# TASK STATEMENT:
Print the passage on George Richard Edwin Shell word for word, in full.

# PASSAGE:

U.S. Marine Corps Brigadier General

George Richard Edwin Shell (October 20, 1908 – October 30, 1996) was a decorated officer of the United States Marine Corps with the rank of brigadier general, who is most noted as the commanding officer of 2nd Battalion, 10th Marines during World War II. He later served as the 9th Superintendent of the Virginia Military Institute.

==Early career==

Shell was born on October 20, 1908, in Phoebus, Virginia, and later attended high school in Hampton. During the summer of 1927, he entered the Virginia Military Institute in Lexington, and graduated with a Bachelor of Science degree in electrical engineering in June 1931. Shell was commissioned a second lieutenant in the Marine Corps the same month and assigned for officers training to the Basic School at the Philadelphia Navy Yard.

Dataset excerpts:
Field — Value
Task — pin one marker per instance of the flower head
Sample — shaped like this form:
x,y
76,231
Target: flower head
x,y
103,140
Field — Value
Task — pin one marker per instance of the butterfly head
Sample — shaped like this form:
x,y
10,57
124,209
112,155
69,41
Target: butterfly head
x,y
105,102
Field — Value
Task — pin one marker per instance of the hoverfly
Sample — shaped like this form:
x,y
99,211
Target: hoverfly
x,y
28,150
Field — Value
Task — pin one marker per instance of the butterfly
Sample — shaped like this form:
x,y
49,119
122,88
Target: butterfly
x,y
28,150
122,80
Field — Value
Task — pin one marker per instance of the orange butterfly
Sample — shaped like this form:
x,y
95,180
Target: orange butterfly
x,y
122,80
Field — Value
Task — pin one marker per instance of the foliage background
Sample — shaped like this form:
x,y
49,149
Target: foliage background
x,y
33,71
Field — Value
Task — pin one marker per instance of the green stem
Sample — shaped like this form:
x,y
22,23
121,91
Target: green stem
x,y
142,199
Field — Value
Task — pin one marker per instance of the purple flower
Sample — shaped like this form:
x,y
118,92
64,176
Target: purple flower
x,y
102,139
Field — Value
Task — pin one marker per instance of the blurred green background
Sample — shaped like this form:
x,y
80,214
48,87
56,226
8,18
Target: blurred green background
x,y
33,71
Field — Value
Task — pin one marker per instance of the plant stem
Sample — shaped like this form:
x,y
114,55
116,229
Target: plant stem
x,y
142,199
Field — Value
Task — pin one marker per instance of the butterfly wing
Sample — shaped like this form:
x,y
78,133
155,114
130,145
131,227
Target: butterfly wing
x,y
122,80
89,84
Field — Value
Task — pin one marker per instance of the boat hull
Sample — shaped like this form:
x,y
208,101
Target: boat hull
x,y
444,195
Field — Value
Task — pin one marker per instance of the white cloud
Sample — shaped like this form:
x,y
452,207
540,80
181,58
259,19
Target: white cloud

# ANSWER TO THIS EXERCISE:
U.S. Marine Corps Brigadier General

George Richard Edwin Shell (October 20, 1908 – October 30, 1996) was a decorated officer of the United States Marine Corps with the rank of brigadier general, who is most noted as the commanding officer of 2nd Battalion, 10th Marines during World War II. He later served as the 9th Superintendent of the Virginia Military Institute.

==Early career==

Shell was born on October 20, 1908, in Phoebus, Virginia, and later attended high school in Hampton. During the summer of 1927, he entered the Virginia Military Institute in Lexington, and graduated with a Bachelor of Science degree in electrical engineering in June 1931. Shell was commissioned a second lieutenant in the Marine Corps the same month and assigned for officers training to the Basic School at the Philadelphia Navy Yard.